It was in 1994 that Newt Gingrich implemented the new Republican strategy of de-legitimizing the Democratic Party. From that time on, Democratic governance was painted as merely an interregnum that presaged further national decline until it was replaced. This strategy of delegitimization was symbolized first by the persistent hounding of President Clinton and by his impeachment.It was continued with the mocking of Al Gore, and it reached its full-throated excess with the de-legitimization of President Obama and the relentless political assault on Hillary Clinton.
More realistically, however, it is the Republican Party that has de-legitimized itself progressively over the years, as judged by conventional Western civilized values. It has become an insurrectionist party that no longer subscribes to the parameters of our political system.

Supplied information:
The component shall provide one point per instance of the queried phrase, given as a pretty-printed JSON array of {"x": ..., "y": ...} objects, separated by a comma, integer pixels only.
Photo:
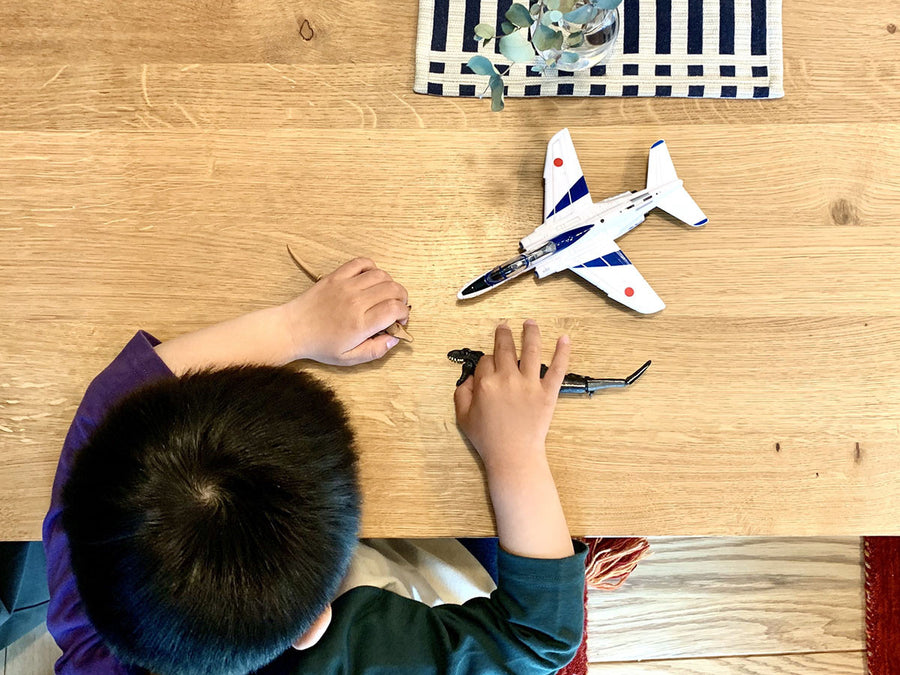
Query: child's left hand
[{"x": 339, "y": 320}]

Required tasks:
1. Answer these from the passage on the Republican strategy of de-legitimization:
(a) In what year did Newt Gingrich implement the new strategy?
(b) What first symbolized the strategy?
(c) What kind of party does the passage say the Republican Party has become?
2. Extend the passage on the Republican strategy of de-legitimization, starting after its final sentence.

Answers to the exercise:
1.
(a) 1994.
(b) The persistent hounding of President Clinton and his impeachment.
(c) An insurrectionist party that no longer subscribes to the parameters of our political system.

2.
While claiming fealty to the Constitution it has in fact violated its core objectives, which is to provide a basis for governance in the face of disparate interests. Republicans have stretched the bounds of what is considered legitimate discourse. A shutdown of the government should always have been beyond the pale. A failure of the government to honor its debts was never a legitimate policy option. Making the failure of the President in all of his initiatives their highest political objective places the interests of the party above those of the nation. All the major Republican candidates have at least one plank in their platform that borders on lunacy, and yet political discourse continues inits normal frame.
One is reminded of the Weimar Republic, as in "the weak Weimar Republic." Constitutions are never intrinsically strong. They become strong by being accepted by all parties. Not long after the collapse of the Weimar Republic the civilized world was aghast at what passed for legitimate political discourse in the highly educated, civilized country of Germany. One now has to wonder about the United States in the same manner. Have we bloody lost our minds?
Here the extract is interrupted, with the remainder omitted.